Put everything from the line containing "Each instance of the **balcony" down to the line containing "330L384 327L382 318L374" in the records below into a Markdown table with the columns Row and Line. Number each line and leave out blank lines.
-- EXCERPTED DATA start --
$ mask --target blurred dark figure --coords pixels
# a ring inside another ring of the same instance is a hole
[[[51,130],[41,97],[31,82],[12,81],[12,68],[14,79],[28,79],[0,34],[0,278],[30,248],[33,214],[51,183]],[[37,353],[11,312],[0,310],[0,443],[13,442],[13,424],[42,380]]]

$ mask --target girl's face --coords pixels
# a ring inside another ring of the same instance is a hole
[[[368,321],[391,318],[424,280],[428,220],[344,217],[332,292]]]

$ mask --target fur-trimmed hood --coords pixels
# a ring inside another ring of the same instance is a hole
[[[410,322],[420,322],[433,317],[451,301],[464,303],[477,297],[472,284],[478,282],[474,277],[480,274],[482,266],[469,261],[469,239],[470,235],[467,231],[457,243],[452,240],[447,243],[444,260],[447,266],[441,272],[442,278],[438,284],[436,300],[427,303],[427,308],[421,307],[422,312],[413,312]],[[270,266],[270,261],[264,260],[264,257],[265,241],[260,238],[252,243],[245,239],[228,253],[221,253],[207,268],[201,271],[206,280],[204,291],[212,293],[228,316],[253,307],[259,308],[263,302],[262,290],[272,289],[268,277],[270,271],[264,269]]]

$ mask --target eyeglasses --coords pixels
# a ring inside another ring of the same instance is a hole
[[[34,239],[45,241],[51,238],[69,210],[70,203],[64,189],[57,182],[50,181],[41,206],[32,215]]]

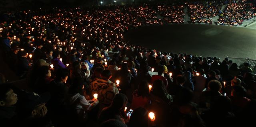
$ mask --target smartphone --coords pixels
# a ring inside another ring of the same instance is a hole
[[[130,109],[129,111],[128,111],[128,112],[127,113],[127,114],[126,114],[126,115],[127,116],[131,116],[131,115],[132,115],[132,113],[133,111],[133,110],[132,110],[132,109]]]

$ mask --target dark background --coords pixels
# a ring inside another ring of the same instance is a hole
[[[125,33],[132,44],[157,51],[256,59],[256,31],[242,27],[181,24],[140,27]]]

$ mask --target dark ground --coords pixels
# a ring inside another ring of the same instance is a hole
[[[158,51],[256,59],[256,30],[203,24],[166,24],[130,30],[124,39]]]

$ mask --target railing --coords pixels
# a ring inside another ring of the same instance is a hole
[[[256,73],[256,60],[250,59],[249,58],[246,59],[228,57],[229,60],[231,60],[233,63],[236,63],[238,66],[238,68],[240,68],[243,67],[244,63],[249,63],[250,67],[252,69],[252,73]]]
[[[245,27],[248,26],[248,25],[252,24],[252,23],[254,23],[255,21],[256,21],[256,17],[254,17],[252,19],[248,20],[248,21],[247,24],[245,25]]]

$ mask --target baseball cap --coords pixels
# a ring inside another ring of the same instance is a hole
[[[49,92],[40,94],[34,92],[27,92],[24,96],[22,107],[26,110],[32,110],[37,106],[48,102],[50,98],[50,95]]]
[[[36,64],[38,66],[50,66],[50,64],[46,63],[46,61],[45,61],[45,60],[42,59],[39,59],[37,61],[37,62],[36,62]]]

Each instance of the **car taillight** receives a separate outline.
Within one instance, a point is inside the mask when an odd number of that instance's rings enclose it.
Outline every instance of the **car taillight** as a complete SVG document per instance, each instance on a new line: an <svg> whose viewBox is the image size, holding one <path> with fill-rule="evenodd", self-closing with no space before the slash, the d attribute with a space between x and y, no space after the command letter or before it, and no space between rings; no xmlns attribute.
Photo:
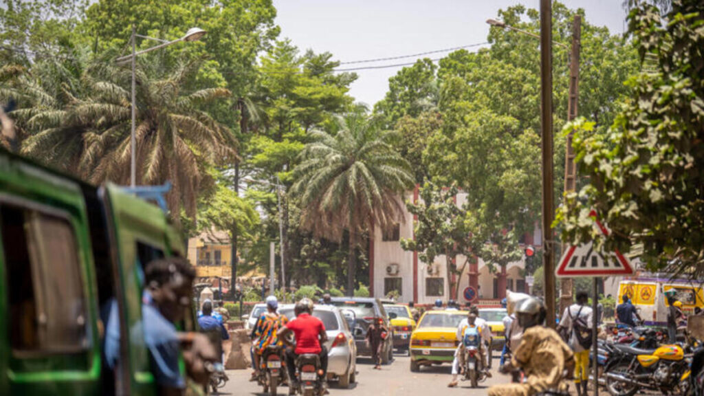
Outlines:
<svg viewBox="0 0 704 396"><path fill-rule="evenodd" d="M332 347L334 348L338 345L344 345L345 342L347 342L347 338L345 337L344 333L339 333L337 336L335 337L335 340L332 342Z"/></svg>

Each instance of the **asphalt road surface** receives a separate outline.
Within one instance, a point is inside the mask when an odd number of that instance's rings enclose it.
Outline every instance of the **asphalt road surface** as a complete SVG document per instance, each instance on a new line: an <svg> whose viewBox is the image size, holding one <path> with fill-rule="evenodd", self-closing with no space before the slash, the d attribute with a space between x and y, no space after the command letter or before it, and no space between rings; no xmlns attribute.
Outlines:
<svg viewBox="0 0 704 396"><path fill-rule="evenodd" d="M460 381L459 386L453 389L447 388L451 379L449 364L423 366L420 373L411 373L410 357L403 355L394 357L391 364L382 366L381 370L373 369L370 359L358 358L357 383L350 389L339 389L331 382L330 396L431 396L437 395L438 391L443 395L482 396L487 394L489 385L510 380L508 376L497 373L499 354L496 352L491 370L493 378L479 383L479 388L475 390L472 390L469 381ZM251 373L251 370L228 371L230 381L216 395L261 396L261 387L249 381ZM280 387L278 394L285 396L288 390L287 387Z"/></svg>

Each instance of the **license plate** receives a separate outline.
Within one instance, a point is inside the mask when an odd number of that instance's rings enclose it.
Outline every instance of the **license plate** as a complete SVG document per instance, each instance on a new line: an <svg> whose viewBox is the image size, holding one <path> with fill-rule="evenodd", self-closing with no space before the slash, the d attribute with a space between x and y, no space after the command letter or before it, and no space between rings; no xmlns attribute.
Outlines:
<svg viewBox="0 0 704 396"><path fill-rule="evenodd" d="M318 379L318 374L315 373L301 373L301 380L314 381Z"/></svg>

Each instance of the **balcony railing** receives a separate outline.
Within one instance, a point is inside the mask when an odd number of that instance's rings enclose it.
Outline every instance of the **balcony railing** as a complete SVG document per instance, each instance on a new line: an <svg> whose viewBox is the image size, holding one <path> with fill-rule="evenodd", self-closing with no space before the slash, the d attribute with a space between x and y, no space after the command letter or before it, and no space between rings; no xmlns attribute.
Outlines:
<svg viewBox="0 0 704 396"><path fill-rule="evenodd" d="M224 266L225 262L222 260L199 260L196 265L199 266L215 266L219 267Z"/></svg>

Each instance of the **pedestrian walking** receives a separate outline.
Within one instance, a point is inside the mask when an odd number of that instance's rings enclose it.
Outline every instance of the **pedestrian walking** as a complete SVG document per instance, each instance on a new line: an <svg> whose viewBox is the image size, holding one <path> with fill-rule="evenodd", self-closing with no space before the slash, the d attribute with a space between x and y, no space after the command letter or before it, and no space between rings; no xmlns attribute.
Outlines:
<svg viewBox="0 0 704 396"><path fill-rule="evenodd" d="M593 312L586 306L589 298L586 292L577 292L577 302L565 309L558 326L558 329L566 329L569 332L567 345L574 352L574 383L579 396L586 396L589 379L589 347L592 343Z"/></svg>
<svg viewBox="0 0 704 396"><path fill-rule="evenodd" d="M389 330L384 327L382 318L374 318L367 329L367 345L372 349L372 360L374 361L374 368L377 370L382 368L382 348L384 347L384 340L388 334Z"/></svg>

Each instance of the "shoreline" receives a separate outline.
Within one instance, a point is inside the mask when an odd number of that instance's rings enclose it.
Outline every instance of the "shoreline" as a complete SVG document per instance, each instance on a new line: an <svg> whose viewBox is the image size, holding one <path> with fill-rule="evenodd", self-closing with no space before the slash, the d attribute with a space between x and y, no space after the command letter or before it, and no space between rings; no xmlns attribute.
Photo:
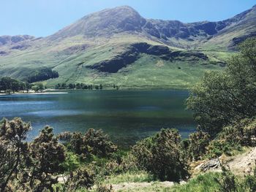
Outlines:
<svg viewBox="0 0 256 192"><path fill-rule="evenodd" d="M42 93L0 93L1 96L15 96L15 95L50 95L50 94L67 94L68 92L42 92Z"/></svg>

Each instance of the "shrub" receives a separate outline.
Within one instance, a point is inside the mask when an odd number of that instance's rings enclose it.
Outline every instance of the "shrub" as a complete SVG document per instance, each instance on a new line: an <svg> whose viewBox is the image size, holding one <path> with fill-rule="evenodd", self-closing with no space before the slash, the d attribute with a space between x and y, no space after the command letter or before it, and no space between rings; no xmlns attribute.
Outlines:
<svg viewBox="0 0 256 192"><path fill-rule="evenodd" d="M210 136L197 128L197 131L189 135L189 151L194 161L200 160L206 153L206 147L210 142Z"/></svg>
<svg viewBox="0 0 256 192"><path fill-rule="evenodd" d="M256 38L239 48L222 73L206 72L187 100L195 119L213 137L225 126L256 115Z"/></svg>
<svg viewBox="0 0 256 192"><path fill-rule="evenodd" d="M188 166L176 129L162 129L132 147L139 166L161 180L178 181L189 175Z"/></svg>

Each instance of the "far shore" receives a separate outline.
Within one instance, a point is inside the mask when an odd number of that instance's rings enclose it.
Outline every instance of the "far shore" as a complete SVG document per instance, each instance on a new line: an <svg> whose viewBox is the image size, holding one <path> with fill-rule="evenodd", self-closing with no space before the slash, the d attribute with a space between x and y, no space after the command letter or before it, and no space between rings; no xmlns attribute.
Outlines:
<svg viewBox="0 0 256 192"><path fill-rule="evenodd" d="M48 94L67 94L67 92L19 92L19 93L0 93L0 96L14 96L14 95L48 95Z"/></svg>

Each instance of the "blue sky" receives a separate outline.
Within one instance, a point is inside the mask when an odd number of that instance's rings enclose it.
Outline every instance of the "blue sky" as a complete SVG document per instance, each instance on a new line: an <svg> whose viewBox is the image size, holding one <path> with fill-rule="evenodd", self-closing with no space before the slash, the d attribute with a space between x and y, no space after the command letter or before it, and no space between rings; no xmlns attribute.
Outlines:
<svg viewBox="0 0 256 192"><path fill-rule="evenodd" d="M224 20L255 4L255 0L1 0L0 35L45 37L87 14L121 5L146 18L195 22Z"/></svg>

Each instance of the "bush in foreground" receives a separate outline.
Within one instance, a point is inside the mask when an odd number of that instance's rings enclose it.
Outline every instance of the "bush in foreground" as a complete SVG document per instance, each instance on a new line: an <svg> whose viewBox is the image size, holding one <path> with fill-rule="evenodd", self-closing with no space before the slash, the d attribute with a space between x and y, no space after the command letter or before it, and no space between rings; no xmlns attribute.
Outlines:
<svg viewBox="0 0 256 192"><path fill-rule="evenodd" d="M189 176L188 166L176 129L162 129L132 147L140 167L160 180L178 181Z"/></svg>

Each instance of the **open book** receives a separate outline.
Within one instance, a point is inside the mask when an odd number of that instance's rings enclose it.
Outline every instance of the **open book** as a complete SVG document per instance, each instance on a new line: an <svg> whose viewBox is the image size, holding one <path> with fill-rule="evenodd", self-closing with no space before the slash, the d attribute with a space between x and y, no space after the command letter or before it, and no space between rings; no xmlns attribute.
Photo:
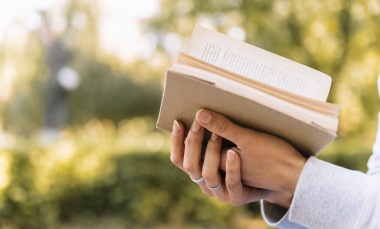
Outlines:
<svg viewBox="0 0 380 229"><path fill-rule="evenodd" d="M157 128L190 128L209 109L276 135L305 155L337 136L339 107L327 103L331 77L213 30L196 26L167 70Z"/></svg>

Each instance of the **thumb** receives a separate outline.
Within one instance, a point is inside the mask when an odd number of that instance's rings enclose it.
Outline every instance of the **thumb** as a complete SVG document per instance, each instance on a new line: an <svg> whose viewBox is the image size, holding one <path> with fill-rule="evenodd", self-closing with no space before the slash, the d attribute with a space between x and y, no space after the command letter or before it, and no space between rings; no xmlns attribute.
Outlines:
<svg viewBox="0 0 380 229"><path fill-rule="evenodd" d="M206 109L199 110L195 117L211 133L215 133L235 143L235 145L240 145L239 136L248 131L248 129L236 125L223 115Z"/></svg>

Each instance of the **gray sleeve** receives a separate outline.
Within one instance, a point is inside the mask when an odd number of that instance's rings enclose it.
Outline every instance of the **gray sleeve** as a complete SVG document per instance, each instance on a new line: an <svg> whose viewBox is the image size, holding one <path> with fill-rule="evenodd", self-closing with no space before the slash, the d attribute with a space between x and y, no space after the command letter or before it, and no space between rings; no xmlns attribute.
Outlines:
<svg viewBox="0 0 380 229"><path fill-rule="evenodd" d="M262 201L268 225L279 228L376 228L380 225L380 177L311 157L289 211Z"/></svg>
<svg viewBox="0 0 380 229"><path fill-rule="evenodd" d="M373 144L372 155L368 160L368 175L380 176L380 113L378 118L378 131L375 144Z"/></svg>
<svg viewBox="0 0 380 229"><path fill-rule="evenodd" d="M380 228L380 121L378 126L367 174L311 157L302 171L289 210L261 202L261 213L267 224L279 228L302 228L301 225Z"/></svg>
<svg viewBox="0 0 380 229"><path fill-rule="evenodd" d="M380 223L380 178L311 157L289 219L309 228L370 228Z"/></svg>

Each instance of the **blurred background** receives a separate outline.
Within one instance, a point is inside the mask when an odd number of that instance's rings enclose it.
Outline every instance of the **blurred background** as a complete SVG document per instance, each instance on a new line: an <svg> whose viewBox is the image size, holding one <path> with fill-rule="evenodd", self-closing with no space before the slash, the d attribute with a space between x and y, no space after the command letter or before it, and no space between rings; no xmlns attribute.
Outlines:
<svg viewBox="0 0 380 229"><path fill-rule="evenodd" d="M376 0L0 0L1 228L268 228L205 197L155 128L165 70L195 24L333 79L339 137L365 172L377 127Z"/></svg>

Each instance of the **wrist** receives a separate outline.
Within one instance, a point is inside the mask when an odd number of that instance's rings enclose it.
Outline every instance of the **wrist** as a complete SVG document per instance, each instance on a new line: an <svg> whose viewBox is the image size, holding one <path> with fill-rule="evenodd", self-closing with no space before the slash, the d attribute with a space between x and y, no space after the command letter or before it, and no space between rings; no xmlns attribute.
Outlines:
<svg viewBox="0 0 380 229"><path fill-rule="evenodd" d="M265 201L289 209L293 200L293 194L279 191L272 191L264 198Z"/></svg>
<svg viewBox="0 0 380 229"><path fill-rule="evenodd" d="M306 164L307 158L300 155L296 160L287 161L283 165L283 183L279 189L281 192L294 194L302 170Z"/></svg>

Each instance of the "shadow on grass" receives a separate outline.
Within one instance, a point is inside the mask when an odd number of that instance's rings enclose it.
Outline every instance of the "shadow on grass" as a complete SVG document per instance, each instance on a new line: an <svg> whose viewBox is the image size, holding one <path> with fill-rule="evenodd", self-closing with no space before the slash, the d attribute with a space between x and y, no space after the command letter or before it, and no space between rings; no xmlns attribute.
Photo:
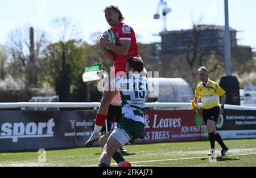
-- EXCERPTED DATA end --
ANSWER TO THIS TASK:
| Row | Line |
|---|---|
| 1 | Each instance of the **balcony railing** receives a separate outline. |
| 2 | Within one instance, a point is inside the mask when an odd number of that instance's rings enclose it. |
| 3 | Outline every instance of the **balcony railing** as a complete SVG document per instance, each instance on a new line: an <svg> whose viewBox is the image size, holding one <path> with fill-rule="evenodd", self-closing with no space before the slash, the d attribute with a space between x and y, no space after the command letter or before it, and no space between rings; no xmlns attribute. |
| 4 | Outlines: |
| 5 | <svg viewBox="0 0 704 396"><path fill-rule="evenodd" d="M224 266L225 262L222 260L199 260L196 265L199 266L215 266L219 267Z"/></svg> |
| 6 | Each instance of the **pedestrian walking** receives a separate outline. |
| 7 | Within one instance, a point is inside the mask when an odd number of that instance's rings enclose it. |
| 8 | Outline every instance of the **pedestrian walking** as a complete SVG document per instance, each instance on a new line: an <svg> whose viewBox is the image size, holding one <path> with fill-rule="evenodd", self-closing with no space before the slash, the d attribute with a space between x and y, no space after the command letter or before it, and no space between rings; no xmlns attribute. |
| 9 | Outlines: |
| 10 | <svg viewBox="0 0 704 396"><path fill-rule="evenodd" d="M593 312L586 306L589 298L586 292L577 292L577 302L565 309L558 326L558 329L566 329L569 332L567 345L574 352L574 383L579 396L586 396L589 379L589 347L592 343Z"/></svg> |
| 11 | <svg viewBox="0 0 704 396"><path fill-rule="evenodd" d="M389 330L384 327L382 318L374 318L367 329L367 345L372 349L372 360L374 361L374 368L377 370L382 368L382 348L384 347L384 340L388 334Z"/></svg> |